START INFORMATION SUPPLIED

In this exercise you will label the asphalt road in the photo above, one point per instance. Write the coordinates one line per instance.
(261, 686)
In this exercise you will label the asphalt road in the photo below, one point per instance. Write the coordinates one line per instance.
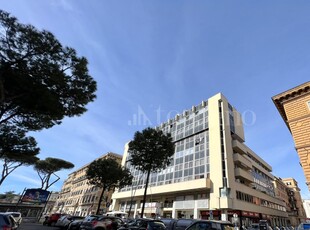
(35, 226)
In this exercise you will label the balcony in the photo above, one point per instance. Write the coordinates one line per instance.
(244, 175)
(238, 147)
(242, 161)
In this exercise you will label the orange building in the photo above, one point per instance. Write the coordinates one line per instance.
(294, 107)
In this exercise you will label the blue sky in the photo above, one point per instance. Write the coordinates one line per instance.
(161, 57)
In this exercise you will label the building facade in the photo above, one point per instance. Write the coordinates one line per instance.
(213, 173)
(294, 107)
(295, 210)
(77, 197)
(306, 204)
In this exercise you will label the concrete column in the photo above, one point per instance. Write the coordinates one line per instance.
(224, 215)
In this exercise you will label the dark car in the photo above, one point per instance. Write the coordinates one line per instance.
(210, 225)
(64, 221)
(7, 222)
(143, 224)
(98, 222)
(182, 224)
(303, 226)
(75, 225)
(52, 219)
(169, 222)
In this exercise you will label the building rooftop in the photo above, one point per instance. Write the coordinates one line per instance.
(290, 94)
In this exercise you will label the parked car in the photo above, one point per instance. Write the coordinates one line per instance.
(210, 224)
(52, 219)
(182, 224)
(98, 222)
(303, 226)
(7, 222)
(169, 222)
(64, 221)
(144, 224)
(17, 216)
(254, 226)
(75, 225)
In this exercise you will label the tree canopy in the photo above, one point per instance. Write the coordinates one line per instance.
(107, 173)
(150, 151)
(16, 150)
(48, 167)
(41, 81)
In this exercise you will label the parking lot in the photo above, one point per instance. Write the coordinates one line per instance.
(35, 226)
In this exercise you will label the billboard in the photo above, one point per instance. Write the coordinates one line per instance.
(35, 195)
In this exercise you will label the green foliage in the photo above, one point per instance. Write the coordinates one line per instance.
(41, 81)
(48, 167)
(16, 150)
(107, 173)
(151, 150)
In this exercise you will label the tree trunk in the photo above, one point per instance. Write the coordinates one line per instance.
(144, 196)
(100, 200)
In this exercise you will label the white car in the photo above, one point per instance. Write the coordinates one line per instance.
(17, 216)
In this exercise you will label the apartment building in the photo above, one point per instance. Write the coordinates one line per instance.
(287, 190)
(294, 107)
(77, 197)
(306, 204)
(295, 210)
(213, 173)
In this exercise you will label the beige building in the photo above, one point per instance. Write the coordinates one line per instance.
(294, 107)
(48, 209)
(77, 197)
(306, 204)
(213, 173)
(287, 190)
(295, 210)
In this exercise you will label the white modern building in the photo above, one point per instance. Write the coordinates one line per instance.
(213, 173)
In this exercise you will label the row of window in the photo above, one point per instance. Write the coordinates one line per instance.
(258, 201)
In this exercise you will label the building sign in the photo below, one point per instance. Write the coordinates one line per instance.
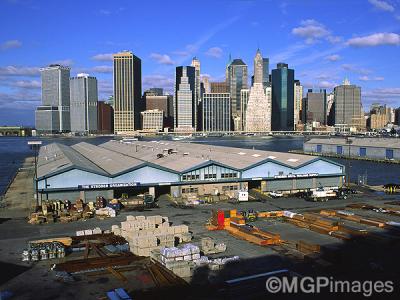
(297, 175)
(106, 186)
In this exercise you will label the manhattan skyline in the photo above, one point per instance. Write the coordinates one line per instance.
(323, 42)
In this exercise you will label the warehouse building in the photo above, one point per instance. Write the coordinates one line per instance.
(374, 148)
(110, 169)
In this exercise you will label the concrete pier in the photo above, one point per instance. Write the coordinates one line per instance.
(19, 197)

END INFORMATION SUPPLIED

Return every entry of the data above verbatim, with no images included.

In this exercise you will label the asphalt road in the photo above, one point per instance. Write the coordinates one line per instance.
(261, 686)
In this exercise you will label the asphalt road in the photo below, one point per instance. Write the coordinates one line per instance.
(35, 226)
In this exercise you will label the balcony in the photo above, one point per instance. Write the coordinates one line per instance.
(244, 175)
(238, 147)
(242, 161)
In this exercise you will label the orange building in the photo above, one point per instance. Write the coordinates one line per instance.
(294, 107)
In this exercise you will label the blue sky in the photo above, one point per instance. Write the coordinates one line per instance.
(161, 57)
In this exercise you will label the building facade in the photo above, one point per instance. Write the coordinates one line per instance.
(213, 173)
(294, 107)
(295, 210)
(77, 197)
(306, 204)
In this exercise you will label the concrete column in the photo above, one point per instance. Write the coordinates one line per instance.
(224, 215)
In this exercise you will label the dark car in the photo above, one point per instance. Write the coordinates one line per instance.
(210, 225)
(64, 221)
(7, 222)
(143, 224)
(98, 222)
(182, 224)
(303, 226)
(75, 225)
(52, 219)
(169, 222)
In this exercise you will label the building rooftop in the photo above, one point per instance. Write the coordinates one line per instance.
(290, 94)
In this exercise you will label the parked car in the photo above, one point per instance. Write the coordinates one line per instance.
(210, 224)
(52, 219)
(182, 224)
(98, 222)
(303, 226)
(7, 222)
(169, 222)
(64, 221)
(144, 224)
(17, 216)
(254, 226)
(75, 225)
In this exercise you will label the tree canopy in the photo above, one point per instance. Write the coordinates one line per instance.
(107, 173)
(150, 151)
(16, 150)
(48, 167)
(41, 81)
In this exercise you will label the parking lot in the photo above, one point per instance. Write the coordinates one line per instance.
(35, 226)
In this exercise you will label the billboard in the photo above, one point per instance. Write the coordinates one line per instance.
(35, 195)
In this exercise you will label the green foliage in the photo above, one point per instance. Write the coordinates one line per instance.
(41, 81)
(48, 167)
(16, 150)
(107, 173)
(151, 150)
In this exercise you will label the tree trunk in the photo above, one point per instance. Write the coordinates one line per instance.
(144, 196)
(100, 200)
In this exercise you will label the white car in the photo above, one point per instance. Write the coordinates one line per instance.
(17, 216)
In this exercise you will label the apartment building in the photo above, one point per instance. Write the coordinates one line per instance.
(287, 190)
(294, 107)
(77, 197)
(306, 204)
(295, 210)
(213, 173)
In this exercise you will label the beige building in the photo above, one point per instance. Write the coordinates one line per instance.
(294, 107)
(48, 209)
(77, 197)
(306, 204)
(213, 173)
(287, 190)
(295, 210)
In this exercise you will label the white modern building in the photo above, one point per instance. Write the coordinates one line per instance.
(213, 173)
In this exercise you will label the row of window in the photo above, one point per instance. Write the coordinates one line per instance.
(258, 201)
In this exercise you will label the building sign in the photo below, one point per instance. Write the coordinates one line per instance.
(297, 175)
(106, 186)
In this exercise you will label the manhattan skyline in the photo above, one point per instance. Write the coordinates one line per instance.
(323, 42)
In this exercise you will label the warehouse building in the photo above, one point per instance. Write the coordinates one line per instance.
(374, 148)
(110, 169)
In this exercise you will label the concrete pier in the photo above, one point per instance. Write the coordinates one line per instance.
(19, 197)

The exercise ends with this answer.